#### TASK TO COMPLETE
Identify every line in the rows below that contains the word "hillside", and copy each of those lines out in full.

[Collection entries]
===============

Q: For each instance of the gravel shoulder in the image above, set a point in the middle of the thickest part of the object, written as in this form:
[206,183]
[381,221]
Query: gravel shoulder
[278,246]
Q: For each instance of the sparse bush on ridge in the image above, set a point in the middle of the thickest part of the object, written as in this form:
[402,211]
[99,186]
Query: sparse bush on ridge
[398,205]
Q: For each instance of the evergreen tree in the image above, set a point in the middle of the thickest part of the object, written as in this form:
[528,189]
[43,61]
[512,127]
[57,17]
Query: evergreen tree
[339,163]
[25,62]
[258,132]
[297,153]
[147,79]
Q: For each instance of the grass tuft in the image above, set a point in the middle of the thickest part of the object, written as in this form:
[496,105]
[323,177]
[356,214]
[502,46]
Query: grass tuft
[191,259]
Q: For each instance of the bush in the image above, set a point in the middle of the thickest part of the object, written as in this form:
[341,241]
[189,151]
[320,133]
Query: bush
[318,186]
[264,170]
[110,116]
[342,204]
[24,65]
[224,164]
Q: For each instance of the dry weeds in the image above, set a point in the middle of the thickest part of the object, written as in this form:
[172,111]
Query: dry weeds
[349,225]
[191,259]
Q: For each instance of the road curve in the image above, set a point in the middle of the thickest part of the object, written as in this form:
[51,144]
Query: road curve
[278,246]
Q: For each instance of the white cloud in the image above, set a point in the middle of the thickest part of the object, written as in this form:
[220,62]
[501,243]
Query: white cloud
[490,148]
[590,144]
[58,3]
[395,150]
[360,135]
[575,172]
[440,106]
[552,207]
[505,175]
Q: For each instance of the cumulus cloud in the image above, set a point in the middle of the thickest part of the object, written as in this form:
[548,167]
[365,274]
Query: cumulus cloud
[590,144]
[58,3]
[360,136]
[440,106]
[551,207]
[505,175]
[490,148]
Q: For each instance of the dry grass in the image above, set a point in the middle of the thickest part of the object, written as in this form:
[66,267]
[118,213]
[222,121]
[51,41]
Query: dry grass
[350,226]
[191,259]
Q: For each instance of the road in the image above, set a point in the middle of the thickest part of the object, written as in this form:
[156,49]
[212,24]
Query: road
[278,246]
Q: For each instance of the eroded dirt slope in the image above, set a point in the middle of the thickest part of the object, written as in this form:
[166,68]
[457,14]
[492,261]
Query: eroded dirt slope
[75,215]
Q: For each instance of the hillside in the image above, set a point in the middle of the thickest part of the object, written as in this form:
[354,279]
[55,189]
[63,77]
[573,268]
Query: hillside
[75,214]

===============

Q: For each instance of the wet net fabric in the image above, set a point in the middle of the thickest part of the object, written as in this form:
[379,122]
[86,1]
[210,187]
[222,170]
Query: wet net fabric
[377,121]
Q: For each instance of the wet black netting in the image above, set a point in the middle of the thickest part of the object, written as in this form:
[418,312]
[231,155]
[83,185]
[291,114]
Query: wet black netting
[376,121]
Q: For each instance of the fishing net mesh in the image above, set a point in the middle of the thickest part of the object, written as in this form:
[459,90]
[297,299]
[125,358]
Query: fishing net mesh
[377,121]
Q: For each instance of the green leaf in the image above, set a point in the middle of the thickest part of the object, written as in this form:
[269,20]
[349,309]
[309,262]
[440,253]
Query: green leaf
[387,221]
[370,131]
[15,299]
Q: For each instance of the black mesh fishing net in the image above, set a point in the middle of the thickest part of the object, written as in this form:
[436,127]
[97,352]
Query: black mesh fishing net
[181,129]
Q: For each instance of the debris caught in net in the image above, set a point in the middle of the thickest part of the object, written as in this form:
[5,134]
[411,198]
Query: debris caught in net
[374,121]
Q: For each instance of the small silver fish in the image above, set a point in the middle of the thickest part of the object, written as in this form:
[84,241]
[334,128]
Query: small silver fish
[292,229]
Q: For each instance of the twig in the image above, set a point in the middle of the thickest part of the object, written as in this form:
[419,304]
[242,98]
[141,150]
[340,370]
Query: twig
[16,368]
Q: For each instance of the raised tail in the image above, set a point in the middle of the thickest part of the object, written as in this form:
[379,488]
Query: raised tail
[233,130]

===============

#### CORRECT OUTPUT
Q: For each instance of the hillside in the image above, set a point in the middle of the thickest part of the object, written as in this form:
Query: hillside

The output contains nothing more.